Posted By Cynthia B. Hanson, Wednesday, May 25, 2016
Updated: Saturday, May 21, 2016

Running an alliance is a lot like running a marathon, said John-Marc Clark, managing director of global SI sales at Citrix Systems. “Both cover long distances at a fast pace over a long period of time. Strategy, planning, perseverance, consistent training, and teamwork are critical success factors.  And you can measure the results,” he noted during his talk “Going Global: When the Whole is Greater than the Sum of the Parts,” at the 2016 Global Alliance Summit“Partnering Everywhere: Expert Leadership for the Ecosystem,” held at the Gaylord National Resort & Convention Center, National Harbor, Maryland.  

Clark has been “running” in international alliance marathons for years for Florida-based Citrix—with record-breaking companies such as Tokyo-based Fujitsu, an information technology equipment and services company. Fijitsu is Citrix’s No. 1 partner out of the company’s 10,000 partners, said Clark. It is the largest IT company in Japan—providing technology ranging from super computers to smart phones. “Two or three of the largest Citrix-led deals worldwide were with Fijitsu. We share a pipeline, and we have an open kimono in regard to our business together. We have top-down sponsorship at the CEO level for entire regions, which is very important.”

### Material provided
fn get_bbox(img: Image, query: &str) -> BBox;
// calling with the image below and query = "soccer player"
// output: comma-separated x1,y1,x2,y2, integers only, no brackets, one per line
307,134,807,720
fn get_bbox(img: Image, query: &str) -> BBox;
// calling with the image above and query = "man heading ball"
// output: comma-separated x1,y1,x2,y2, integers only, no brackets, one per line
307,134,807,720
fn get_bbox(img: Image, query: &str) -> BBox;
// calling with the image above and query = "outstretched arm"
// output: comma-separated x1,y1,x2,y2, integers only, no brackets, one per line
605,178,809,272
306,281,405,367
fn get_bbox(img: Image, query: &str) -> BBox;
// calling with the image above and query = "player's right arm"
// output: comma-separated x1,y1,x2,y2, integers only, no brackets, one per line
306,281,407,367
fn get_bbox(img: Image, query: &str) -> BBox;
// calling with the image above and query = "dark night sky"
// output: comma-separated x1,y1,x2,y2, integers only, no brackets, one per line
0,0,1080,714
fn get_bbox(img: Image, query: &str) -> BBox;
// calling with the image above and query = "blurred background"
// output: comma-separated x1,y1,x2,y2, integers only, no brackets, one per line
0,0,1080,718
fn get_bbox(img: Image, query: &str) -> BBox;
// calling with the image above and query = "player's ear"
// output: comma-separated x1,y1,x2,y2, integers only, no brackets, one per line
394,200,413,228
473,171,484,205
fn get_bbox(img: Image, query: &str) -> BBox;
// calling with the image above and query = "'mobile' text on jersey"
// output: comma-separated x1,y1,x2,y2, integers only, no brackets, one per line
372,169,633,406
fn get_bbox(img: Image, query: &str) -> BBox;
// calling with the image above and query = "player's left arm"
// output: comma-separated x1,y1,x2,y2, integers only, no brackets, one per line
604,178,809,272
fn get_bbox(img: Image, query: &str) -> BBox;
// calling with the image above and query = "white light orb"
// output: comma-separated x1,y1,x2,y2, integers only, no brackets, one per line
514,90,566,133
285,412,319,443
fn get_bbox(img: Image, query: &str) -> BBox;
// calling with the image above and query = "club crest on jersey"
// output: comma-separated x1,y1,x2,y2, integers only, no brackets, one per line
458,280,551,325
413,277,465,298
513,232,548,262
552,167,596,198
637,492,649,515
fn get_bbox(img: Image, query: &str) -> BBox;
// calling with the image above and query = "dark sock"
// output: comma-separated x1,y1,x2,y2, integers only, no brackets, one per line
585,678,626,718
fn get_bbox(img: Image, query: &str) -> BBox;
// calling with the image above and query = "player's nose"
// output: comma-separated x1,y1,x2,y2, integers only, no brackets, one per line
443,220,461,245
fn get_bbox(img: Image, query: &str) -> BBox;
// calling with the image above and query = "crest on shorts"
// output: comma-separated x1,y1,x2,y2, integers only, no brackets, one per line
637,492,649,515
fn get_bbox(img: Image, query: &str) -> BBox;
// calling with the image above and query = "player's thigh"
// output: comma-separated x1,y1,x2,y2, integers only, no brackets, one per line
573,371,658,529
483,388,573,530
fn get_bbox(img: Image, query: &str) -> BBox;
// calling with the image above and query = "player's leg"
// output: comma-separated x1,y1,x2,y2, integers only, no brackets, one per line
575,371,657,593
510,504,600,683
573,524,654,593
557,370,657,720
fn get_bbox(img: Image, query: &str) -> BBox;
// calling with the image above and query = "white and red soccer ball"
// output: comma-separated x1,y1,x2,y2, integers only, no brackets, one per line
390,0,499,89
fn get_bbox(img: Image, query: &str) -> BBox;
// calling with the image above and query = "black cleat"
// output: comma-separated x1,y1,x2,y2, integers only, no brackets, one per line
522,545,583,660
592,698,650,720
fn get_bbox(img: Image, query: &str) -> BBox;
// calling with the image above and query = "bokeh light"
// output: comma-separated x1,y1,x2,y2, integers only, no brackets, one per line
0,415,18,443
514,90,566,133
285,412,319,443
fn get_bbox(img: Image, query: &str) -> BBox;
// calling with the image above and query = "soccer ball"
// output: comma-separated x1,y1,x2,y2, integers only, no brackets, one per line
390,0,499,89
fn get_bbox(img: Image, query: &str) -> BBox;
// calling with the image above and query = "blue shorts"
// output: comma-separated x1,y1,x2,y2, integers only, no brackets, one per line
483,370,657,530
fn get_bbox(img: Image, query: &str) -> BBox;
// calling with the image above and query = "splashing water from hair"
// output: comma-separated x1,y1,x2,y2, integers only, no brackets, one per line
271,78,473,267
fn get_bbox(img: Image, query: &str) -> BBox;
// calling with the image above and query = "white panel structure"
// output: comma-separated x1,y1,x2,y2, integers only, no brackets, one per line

### About this task
Pick up the article on Citrix's partnership with Fujitsu after its last sentence and carry it forward.

### Reply to the exercise
The metrics show the partnership is “growing like crazy,” he added. The Compound Annual Growth Rate (CAGR) has been 15 percent over five years for Citrix-based bookings. “Both companies bring tremendous assets to the equation” and incredible customers, such as the German Federal Employment Agency, which is working on locating jobs for one million refugees streaming in from Syria, he noted.   

This marathon “has really been a fantastic journey,” he continued, while launching into the fascinating cultural aspects of doing business with a Japanese company. In the beginning, the 15-year plus partnership “was not a true global alliance. It was more like an assembly of relationships. I was not an alliance manager—I was asked to go into this role because I am highly international. I speak four languages,” he explained. “I knew no one at Fijitsu, which was a big problem.” In one early meeting, “the Fijitsu participants never said a word,” he recalled. “It was more like a ceremonial meeting.” 

As he studied Japanese culture and the new business dynamics, Citrix’s alliance with Fijitsu blossomed. The following hurdles were critical in developing the international partnership, Clark said: 

  • Be like Tom Sawyer, who convinced 15 people to paint a fence—build virtual teams and communication. Don’t make it your project. Make it our project. Use E-mail distribution lists and Share File on the cloud. Communicate constantly, and do your best to link people together. Go out of your way to take your alliance into company events, and always have a one-line elevator pitch. Global organizations don’t collaborate very well: “Your role is the connective tissue.”
  • Don’t default to travel, but don’t underestimate the power of travel. If you really want to build a relationship, go there to seal the deal: “’When in doubt, go on the road,’ a boss once told me. In the beginning, it was imperative. It legitimized me in the eyes of Fijitsu,” he recalled.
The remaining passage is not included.